What the exercise asks: If a line below includes the string "green", copy it.
======== Exercise input
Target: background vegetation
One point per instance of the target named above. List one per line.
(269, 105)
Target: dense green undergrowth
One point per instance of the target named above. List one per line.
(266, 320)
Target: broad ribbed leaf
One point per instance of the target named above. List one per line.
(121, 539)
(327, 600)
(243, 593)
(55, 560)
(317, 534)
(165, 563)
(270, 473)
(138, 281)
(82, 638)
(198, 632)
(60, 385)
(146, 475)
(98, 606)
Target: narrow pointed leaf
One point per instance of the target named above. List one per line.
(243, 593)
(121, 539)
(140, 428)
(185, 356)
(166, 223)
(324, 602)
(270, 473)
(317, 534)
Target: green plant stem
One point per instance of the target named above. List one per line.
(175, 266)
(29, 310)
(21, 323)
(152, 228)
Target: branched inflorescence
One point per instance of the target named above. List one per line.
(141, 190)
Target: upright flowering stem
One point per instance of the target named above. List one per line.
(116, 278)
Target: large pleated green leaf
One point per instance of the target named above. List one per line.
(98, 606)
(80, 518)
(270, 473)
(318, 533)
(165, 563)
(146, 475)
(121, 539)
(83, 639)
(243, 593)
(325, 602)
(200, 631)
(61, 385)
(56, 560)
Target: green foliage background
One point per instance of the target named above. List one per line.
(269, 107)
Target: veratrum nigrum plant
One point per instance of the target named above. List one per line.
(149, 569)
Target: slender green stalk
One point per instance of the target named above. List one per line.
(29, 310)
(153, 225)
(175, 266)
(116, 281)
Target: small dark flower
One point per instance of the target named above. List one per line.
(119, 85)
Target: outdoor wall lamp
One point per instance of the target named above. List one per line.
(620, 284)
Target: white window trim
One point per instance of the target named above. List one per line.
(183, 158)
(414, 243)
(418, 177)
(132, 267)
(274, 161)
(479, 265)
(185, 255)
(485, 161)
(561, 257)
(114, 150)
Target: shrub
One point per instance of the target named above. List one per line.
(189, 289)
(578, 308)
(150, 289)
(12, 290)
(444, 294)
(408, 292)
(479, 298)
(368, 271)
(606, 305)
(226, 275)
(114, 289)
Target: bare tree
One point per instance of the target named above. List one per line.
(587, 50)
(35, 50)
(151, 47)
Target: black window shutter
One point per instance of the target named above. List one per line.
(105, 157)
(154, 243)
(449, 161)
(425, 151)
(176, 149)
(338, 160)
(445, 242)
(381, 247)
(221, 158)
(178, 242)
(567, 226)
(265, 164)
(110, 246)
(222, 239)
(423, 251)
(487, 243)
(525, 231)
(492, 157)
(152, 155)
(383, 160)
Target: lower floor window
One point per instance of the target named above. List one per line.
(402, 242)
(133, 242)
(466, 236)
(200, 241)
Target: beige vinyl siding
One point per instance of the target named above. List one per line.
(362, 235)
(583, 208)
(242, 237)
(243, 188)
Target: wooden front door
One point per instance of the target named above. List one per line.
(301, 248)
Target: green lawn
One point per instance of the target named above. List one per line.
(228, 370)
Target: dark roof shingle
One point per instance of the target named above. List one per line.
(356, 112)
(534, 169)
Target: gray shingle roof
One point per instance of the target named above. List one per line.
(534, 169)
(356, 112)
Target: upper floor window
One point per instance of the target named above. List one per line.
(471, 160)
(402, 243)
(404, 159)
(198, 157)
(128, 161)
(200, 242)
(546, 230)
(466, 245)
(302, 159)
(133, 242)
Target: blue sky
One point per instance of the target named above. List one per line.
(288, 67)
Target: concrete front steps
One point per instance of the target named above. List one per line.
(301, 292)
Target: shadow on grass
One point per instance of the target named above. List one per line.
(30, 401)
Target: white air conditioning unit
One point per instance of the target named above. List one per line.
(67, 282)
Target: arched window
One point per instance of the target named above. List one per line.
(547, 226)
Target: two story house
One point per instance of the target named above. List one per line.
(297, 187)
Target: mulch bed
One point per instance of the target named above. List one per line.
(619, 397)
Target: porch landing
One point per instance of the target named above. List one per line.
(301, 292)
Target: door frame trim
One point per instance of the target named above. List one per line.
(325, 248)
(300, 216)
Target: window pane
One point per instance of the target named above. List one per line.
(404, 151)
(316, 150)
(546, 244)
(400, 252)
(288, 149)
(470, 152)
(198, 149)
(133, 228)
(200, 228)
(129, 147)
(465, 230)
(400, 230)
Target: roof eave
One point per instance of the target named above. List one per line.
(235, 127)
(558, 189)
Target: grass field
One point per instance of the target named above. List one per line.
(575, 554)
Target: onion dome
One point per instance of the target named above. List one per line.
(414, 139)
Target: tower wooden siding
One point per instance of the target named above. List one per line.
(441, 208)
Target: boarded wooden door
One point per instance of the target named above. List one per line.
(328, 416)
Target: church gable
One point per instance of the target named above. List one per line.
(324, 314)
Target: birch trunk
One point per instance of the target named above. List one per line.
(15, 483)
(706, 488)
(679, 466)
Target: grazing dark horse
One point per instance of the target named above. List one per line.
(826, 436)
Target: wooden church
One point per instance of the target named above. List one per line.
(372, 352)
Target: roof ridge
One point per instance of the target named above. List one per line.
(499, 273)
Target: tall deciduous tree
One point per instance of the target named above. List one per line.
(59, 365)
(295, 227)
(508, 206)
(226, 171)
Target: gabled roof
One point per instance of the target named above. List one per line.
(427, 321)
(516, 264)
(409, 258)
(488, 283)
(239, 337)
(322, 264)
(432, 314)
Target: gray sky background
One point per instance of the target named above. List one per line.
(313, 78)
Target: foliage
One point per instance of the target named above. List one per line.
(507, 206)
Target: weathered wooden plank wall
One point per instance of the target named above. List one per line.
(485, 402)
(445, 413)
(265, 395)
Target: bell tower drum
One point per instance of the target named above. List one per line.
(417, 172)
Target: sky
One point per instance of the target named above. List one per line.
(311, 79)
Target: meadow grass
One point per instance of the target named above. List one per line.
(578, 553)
================
Solution to the exercise:
Target: dense green undergrowth
Target: green plant stem
Target: large pleated green leaf
Target: green foliage background
Target: slender green stalk
Target: green lawn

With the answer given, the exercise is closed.